• **Document section**:

<<<<

On 27 February 2017, a New York State Court held that Lisa Jacobs, a fine art dealer and private curator, breached the fiduciary duties she owed to the seller of an artwork entitled Future Sciences Versus the Man by artist Jean Michael Basquiat (the “Work”). As a result of her disloyalty, the Court ordered Jacobs to pay to the seller the $1 million in secret profits plus $50,000 compensation she earned for the sale of the Work along with interests, costs and disbursements.
By way of background, in or around late 2011, Jacobs had brokered the sale of the Work on behalf of Mr Michael Schulhof, who was acting as an executor of the estate of his mother Hannelore B. Schulhof. Previously, Jacobs had worked as a curator and advisor for the art collection owned by the deceased. Jacobs also ran her own business, Lisa Jacobs Fine Art, where she bought and sold art and worked as a curator and advisor.
On 25 October 2011, Jacobs entered into an agreement with the seller (the “October Agreement”), agreeing to sell the Work on the estate’s behalf for a minimum purchase price of $6 million. Upon completion of the sale, she was entitled to receive a $50,000 fee. The October Agreement clearly stipulated that Jacobs was “not to accept any fee from the purchaser, in cash or in kind”, that Jacobs was to contact the seller prior to approaching any prospective purchaser and that Jacobs would not present or seek purchase offers below $6 million without written confirmation of a lower price.

>>>>

• **Dataset extract**:
<<<<

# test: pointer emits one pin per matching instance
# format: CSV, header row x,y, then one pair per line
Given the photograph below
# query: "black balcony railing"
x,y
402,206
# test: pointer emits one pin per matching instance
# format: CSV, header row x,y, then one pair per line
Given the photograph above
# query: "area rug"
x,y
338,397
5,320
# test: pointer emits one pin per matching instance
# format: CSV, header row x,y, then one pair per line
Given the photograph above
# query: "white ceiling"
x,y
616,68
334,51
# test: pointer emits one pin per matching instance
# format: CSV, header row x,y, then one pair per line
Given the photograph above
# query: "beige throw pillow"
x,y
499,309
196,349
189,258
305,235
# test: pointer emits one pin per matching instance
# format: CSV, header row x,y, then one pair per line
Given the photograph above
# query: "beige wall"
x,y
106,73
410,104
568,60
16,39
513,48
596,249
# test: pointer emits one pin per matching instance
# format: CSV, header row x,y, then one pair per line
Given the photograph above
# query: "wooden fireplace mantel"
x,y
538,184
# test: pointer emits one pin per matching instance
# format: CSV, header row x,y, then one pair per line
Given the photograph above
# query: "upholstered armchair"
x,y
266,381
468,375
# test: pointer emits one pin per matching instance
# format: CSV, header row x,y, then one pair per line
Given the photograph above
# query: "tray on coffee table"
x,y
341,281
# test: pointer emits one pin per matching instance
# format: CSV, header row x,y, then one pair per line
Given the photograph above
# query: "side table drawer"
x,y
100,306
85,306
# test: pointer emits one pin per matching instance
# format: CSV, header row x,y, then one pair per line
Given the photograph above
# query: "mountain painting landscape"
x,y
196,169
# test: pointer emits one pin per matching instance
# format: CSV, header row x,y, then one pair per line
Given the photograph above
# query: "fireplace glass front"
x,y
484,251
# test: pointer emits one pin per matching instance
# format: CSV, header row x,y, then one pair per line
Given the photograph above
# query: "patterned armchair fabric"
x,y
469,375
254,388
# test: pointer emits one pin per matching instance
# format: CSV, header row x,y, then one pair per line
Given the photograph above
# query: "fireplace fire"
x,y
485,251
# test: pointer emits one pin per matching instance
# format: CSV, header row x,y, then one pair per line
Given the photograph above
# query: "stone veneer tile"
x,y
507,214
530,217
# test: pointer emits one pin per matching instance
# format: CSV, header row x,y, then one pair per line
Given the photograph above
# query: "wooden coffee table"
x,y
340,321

>>>>

• **Jobs**:
• a. According to the Basquiat sale case summary, what minimum purchase price did the October Agreement set for the Work?
• b. Pick up the Basquiat sale case summary after its last sentence and keep writing.

• **Responses per task**:
• a. $6 million.

• b.
Jacobs swiftly found a buyer for the Work, who also happened to be a dealer, and reached an agreement with the dealer for the sale of the Work at $6.5 million. Shortly thereafter, Jacobs informed the seller that she had found a buyer for the Work, that she was able to get the buyer up to a price of $5.5 million for the Work and that she had a firm deal. Jacobs also told the seller that for the purposes of maintaining anonymity, which was important to the buyer, she would have to buy the Work from the seller and then sell it on to the buyer. Relying upon Jacobs’s representations, the seller agreed to sell the Work to Jacobs for $5,450,000 (taking into account her $50,000 fee). Jacobs in turn sold the Work to the buyer for $6.5 million, making a total of $1,050,000 in profit from the sale of the Work.
A year later, the seller discovered that Jacobs had sold the work for $6.5 million and, in 2013, sued Jacobs for breach of fiduciary duty, fraud, breach of contract, restitution and unjust enrichment. After years of discovery, the seller moved for summary judgment (asking the court to decide the case based on the facts at hand). Finding no triable issues of fact, the court ruled in favour of the seller.
The court held that the record clearly establishes that Jacobs made a series of misrepresentations to the seller. The long-standing relationship between Jacobs and Mrs Schulhof, combined with the terms of the October Agreement meant that Jacobs owed a fiduciary duty to Mr Schulhof as executor of Mrs Schulhof’s estate. The Court concluded that “Jacobs, as a faithless servant, must account to [the seller] for the $1 million of secret profits for the sale of the Work” and considering her disloyalty she must also “forfeit the $50,000 in compensation earned for the sale of the Work” along with interest, costs and disbursements.
As this case shows, the risk is not simply the liability to account for the secret commission. Another risk is that the agent must forfeit their fee, resulting in them having provided a valuable service to the seller without compensation. Moreover, a finding of fraud can seriously prejudice the intermediary’s reputation.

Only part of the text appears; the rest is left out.